◆ Assignment ◆
Could you show all lines in the entries below that contain the string "rope"?

◆ Material to process ◆
==========
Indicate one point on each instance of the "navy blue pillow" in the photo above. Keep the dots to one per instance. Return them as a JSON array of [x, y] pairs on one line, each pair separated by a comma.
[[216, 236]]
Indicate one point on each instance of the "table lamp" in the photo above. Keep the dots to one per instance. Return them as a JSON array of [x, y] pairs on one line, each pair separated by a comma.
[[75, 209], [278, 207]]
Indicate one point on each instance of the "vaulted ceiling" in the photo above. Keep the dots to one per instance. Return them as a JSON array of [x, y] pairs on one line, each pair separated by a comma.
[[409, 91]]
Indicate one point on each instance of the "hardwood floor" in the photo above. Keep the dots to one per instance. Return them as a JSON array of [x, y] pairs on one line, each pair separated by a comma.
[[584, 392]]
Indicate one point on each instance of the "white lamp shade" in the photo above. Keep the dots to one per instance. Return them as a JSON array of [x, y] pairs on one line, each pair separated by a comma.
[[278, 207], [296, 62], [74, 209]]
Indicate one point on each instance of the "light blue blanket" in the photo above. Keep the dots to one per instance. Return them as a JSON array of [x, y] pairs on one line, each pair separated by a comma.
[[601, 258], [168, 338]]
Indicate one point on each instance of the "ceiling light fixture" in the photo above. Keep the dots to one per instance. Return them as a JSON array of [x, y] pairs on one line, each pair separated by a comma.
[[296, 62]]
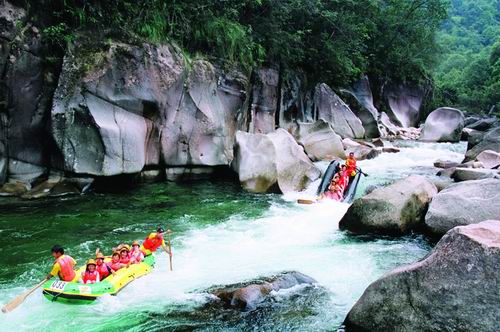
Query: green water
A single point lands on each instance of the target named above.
(222, 235)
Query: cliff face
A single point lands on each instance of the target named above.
(113, 108)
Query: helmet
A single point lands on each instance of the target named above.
(125, 247)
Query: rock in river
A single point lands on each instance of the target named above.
(272, 162)
(248, 296)
(334, 110)
(463, 203)
(444, 124)
(455, 288)
(319, 140)
(395, 209)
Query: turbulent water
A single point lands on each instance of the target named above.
(221, 236)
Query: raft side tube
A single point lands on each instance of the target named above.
(78, 293)
(350, 191)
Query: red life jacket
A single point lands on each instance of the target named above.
(125, 260)
(90, 277)
(115, 266)
(103, 271)
(152, 244)
(136, 256)
(66, 273)
(351, 166)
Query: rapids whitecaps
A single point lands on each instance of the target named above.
(222, 236)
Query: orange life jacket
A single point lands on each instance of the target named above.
(136, 256)
(351, 166)
(152, 244)
(66, 273)
(125, 260)
(103, 270)
(90, 277)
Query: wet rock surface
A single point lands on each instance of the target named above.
(463, 203)
(249, 295)
(444, 124)
(454, 288)
(395, 209)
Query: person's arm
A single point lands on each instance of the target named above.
(55, 271)
(164, 246)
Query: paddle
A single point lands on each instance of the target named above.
(305, 201)
(169, 248)
(20, 299)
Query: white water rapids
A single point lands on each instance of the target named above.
(287, 237)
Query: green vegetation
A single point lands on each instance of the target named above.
(468, 76)
(332, 40)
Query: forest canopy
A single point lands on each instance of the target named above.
(468, 74)
(332, 40)
(449, 45)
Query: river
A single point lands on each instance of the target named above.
(221, 236)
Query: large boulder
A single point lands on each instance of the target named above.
(444, 124)
(455, 288)
(467, 174)
(484, 124)
(319, 140)
(490, 141)
(404, 104)
(264, 100)
(489, 159)
(395, 209)
(463, 203)
(295, 169)
(333, 110)
(255, 162)
(27, 86)
(362, 106)
(121, 107)
(249, 295)
(272, 162)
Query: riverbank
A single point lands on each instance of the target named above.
(222, 236)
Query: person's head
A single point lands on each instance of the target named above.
(57, 251)
(91, 265)
(159, 232)
(99, 259)
(116, 256)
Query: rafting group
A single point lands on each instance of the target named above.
(102, 266)
(340, 180)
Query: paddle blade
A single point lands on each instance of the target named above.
(20, 299)
(305, 201)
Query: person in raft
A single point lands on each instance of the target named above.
(153, 241)
(90, 275)
(351, 165)
(136, 255)
(102, 268)
(116, 262)
(63, 265)
(334, 190)
(124, 255)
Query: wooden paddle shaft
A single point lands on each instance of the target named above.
(20, 299)
(169, 250)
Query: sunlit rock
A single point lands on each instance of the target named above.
(455, 288)
(444, 124)
(395, 209)
(463, 203)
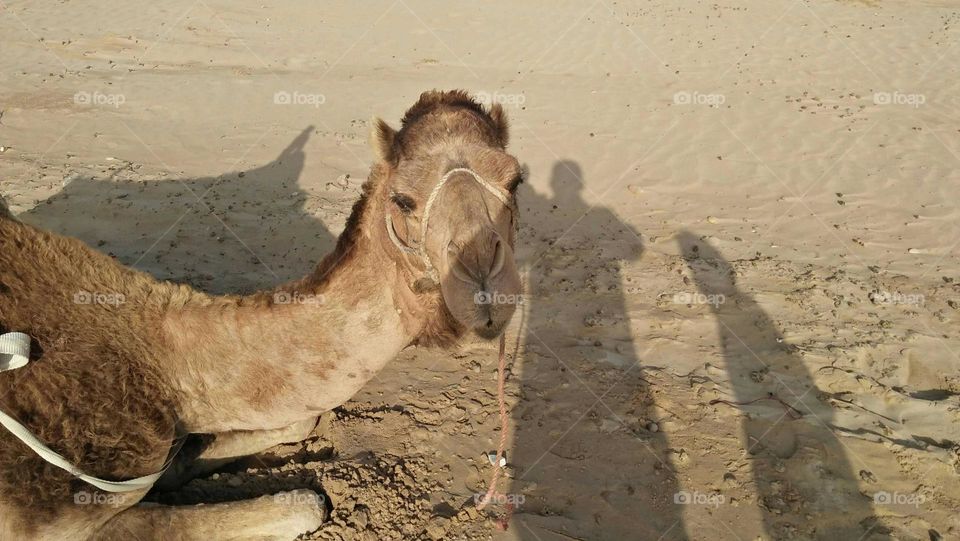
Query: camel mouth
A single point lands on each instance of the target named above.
(491, 330)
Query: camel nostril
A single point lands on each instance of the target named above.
(499, 256)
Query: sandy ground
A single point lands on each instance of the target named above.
(740, 244)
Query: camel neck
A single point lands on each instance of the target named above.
(278, 357)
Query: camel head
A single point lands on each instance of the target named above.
(451, 214)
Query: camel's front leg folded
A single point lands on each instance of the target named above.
(230, 446)
(281, 517)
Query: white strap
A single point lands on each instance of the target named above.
(14, 350)
(15, 353)
(421, 250)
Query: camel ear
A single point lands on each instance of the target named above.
(500, 123)
(382, 138)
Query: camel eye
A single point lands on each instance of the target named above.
(405, 202)
(514, 182)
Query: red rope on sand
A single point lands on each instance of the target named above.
(497, 468)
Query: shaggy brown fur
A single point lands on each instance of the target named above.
(90, 390)
(120, 360)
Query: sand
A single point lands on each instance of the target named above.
(740, 244)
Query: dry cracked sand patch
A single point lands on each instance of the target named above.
(739, 236)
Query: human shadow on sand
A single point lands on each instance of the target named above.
(802, 472)
(588, 457)
(236, 232)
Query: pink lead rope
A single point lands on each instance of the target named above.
(497, 468)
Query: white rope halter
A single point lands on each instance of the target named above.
(15, 353)
(421, 250)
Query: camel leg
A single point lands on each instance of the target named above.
(230, 446)
(281, 517)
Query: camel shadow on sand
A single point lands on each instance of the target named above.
(253, 226)
(262, 234)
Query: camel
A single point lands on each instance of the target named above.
(123, 366)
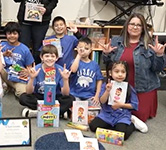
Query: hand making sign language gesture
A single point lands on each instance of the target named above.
(157, 47)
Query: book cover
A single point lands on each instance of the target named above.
(32, 12)
(56, 42)
(73, 135)
(80, 112)
(89, 144)
(118, 92)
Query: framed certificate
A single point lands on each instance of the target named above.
(15, 132)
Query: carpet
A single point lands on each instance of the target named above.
(58, 141)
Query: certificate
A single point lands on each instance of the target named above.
(15, 132)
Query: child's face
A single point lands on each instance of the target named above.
(118, 73)
(49, 59)
(84, 49)
(12, 37)
(59, 27)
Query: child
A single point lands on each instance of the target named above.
(86, 79)
(17, 57)
(118, 116)
(68, 42)
(35, 86)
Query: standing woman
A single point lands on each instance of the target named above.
(33, 32)
(145, 59)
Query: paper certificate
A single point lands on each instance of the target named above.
(15, 132)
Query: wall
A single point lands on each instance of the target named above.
(72, 9)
==========
◆ Written answer ◆
Query: red rope on sand
Query: pink lead rope
Query: white rope halter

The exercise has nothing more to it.